## READING TEXT
— Start —

I am so excited! My son Roger, a Sophomore in engineering, is learning how to make models in JMAG for his internship. He was talking about what great insight a mathematical model gives, and I said that it was possible to make a physical model (a scale model) instead. In the old days, it was quicker and gave different insight than a mathematical model imparts. An old physical model of a reverberation chamber was in the attic*. It was complete with a device under test (DUT) connected to a wiring harness with a monopole antenna. He was amazed! Once upon a time I used it to predict the antenna voltage that would result from a given DUT noise voltage, this helped shorten the motor development time. When I had the voltage waveform of the DUT, which was a DC permanent magnet motor, I knew the antenna voltage waveform up past the AM band. Knowing if a device is too noisy and needs extra suppression early in the development cycle helps shorten the time to get the device to market! I also used some FEA modeling for comparison. It makes for an interesting study.
The idea is this: a lot of problems in EMC can be boiled down to a box and a wire. This is well known. See for example, Ott pp. 464-465. A PC with a cable coming from it, a motor with power leads, a battery charger with the power cord to the wall and to the cell phone All have some device which makes noise, and they all have a way for the noise to get out of the “box” containing the device as shown in Figure 1. Sometimes we have to worry about how much radiated noise comes from the wires and the “box.” In this case it is often possible to simplify the problem to a box, a noise source, and a single wire as shown in Figure 2.
My particular problem was dealing with long wave and AM band noise from 150kHz to 2MHz. Typically, the test antenna is so close to the wiring and the device, that it picks up noise through capacitance instead of direct radiation. In my case the antenna test was done in a shielded room. I wanted to find out how much capacitance there was between the device and the antenna so I could figure out how much noise the antenna would pick up when I made changes to the RF suppression circuit used in the device.

— End —

## SUPPLIED INFORMATION
— Start —

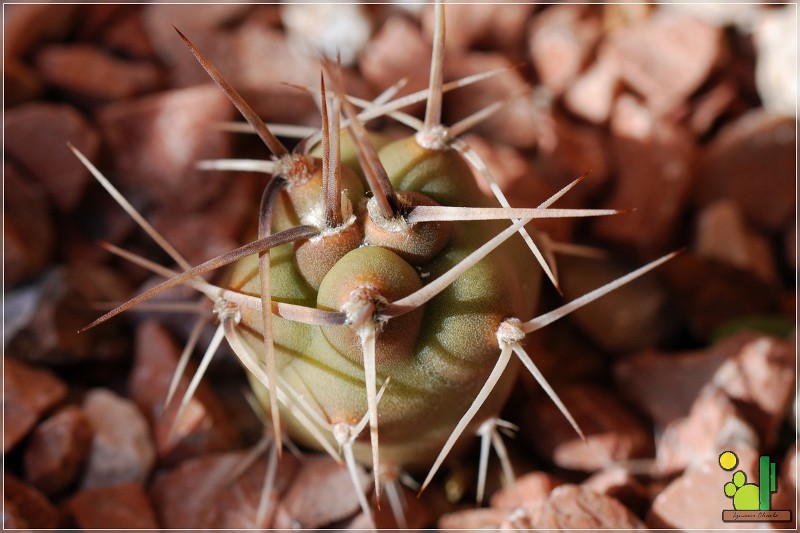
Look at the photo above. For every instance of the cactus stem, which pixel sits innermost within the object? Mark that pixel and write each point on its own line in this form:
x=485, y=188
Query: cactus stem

— End —

## JOB 1
Revise everything in the EMC modeling text from "The idea is" down to "in Figure 2.", substituting "enclosure" for every "box".
## JOB 2
Carry on the EMC modeling text from its last sentence.
The data plays no part in the work that comes next.

## EXERCISE OUTPUT 1
The idea is this: a lot of problems in EMC can be boiled down to a enclosure and a wire. This is well known. See for example, Ott pp. 464-465. A PC with a cable coming from it, a motor with power leads, a battery charger with the power cord to the wall and to the cell phone All have some device which makes noise, and they all have a way for the noise to get out of the “enclosure” containing the device as shown in Figure 1. Sometimes we have to worry about how much radiated noise comes from the wires and the “enclosure.” In this case it is often possible to simplify the problem to a enclosure, a noise source, and a single wire as shown in Figure 2.

## EXERCISE OUTPUT 2
Figure 1. A Typical Source of RF Noise—a Device with Wires
Figure 2. A Simplification of the Typical Source of Noise—One Wire, a Noise Source and a Box
Here is a picture of the scale model in Figure 3. The whole thing is only about a foot and a half on each side. The walls, floor and ceiling are made out of some foam board that comes with foil on both sides. It’s been a while, but I think the monopole mast was the inner conductor of a RG58 coaxial cable. The monopole ground plane was made by soldering the shield of the coaxial cable to a brass plate. Conducting aluminum tape, with a conductive adhesive layer containing silver oxide was used to hold the chamber together. Thus, the tape and foil allowed us to simulate the continuously conducting chamber walls. It is important that the conductivity is continuous because of the way a reverberation chamber (or anechoic chamber at low frequencies) functions. The chamber is a Faraday cage to shield the test from outside noise. Some noise may get into the chamber via sprinklers, ports, lights and cables in the chamber. (See Christmas Music in the Chamber.)
Figure 3. Physical Scale Model of Reverberation Chamber
The model is small enough so that the capacitance between the DUT and the antenna can be measured with an LCR meter. For the low frequencies in my test the dimensions of the chamber are quite small. When the wavelength is large compared to the dimensions of the room (as in this situation), the charge distribution on the wires and walls is about the same as it would be if DC voltage was used to produce the charge. This is a “quasi-static” condition.
Since the antenna is “connected” to the DUT by the natural capacitance between them, a simple circuit model could be used to calculate a transfer function between the voltage of the DUT wiring and the voltage of the antenna. The circuit model had to include all the capacitances between the wiring, the box, the antenna mast, and the antenna counterpoise (the plane at bottom of the antenna) as shown in my sketch of Figure 4. Using an LCR meter, the capacitances were easily measured in the scale model. This would be very difficult in the full-size version.
Figure 4. Capacitances to be Measured in Scale Model
The circuit was re-drawn in Figure 5. Now it is apparent that the capacitances form a type of bridge circuit. It is the differences between the capacitances which result in voltage on the antenna. So, the capacitance between the DUT wiring and the antenna must be different than the capacitance between the DUT “box” and the antenna for there to be noise detected by the antenna.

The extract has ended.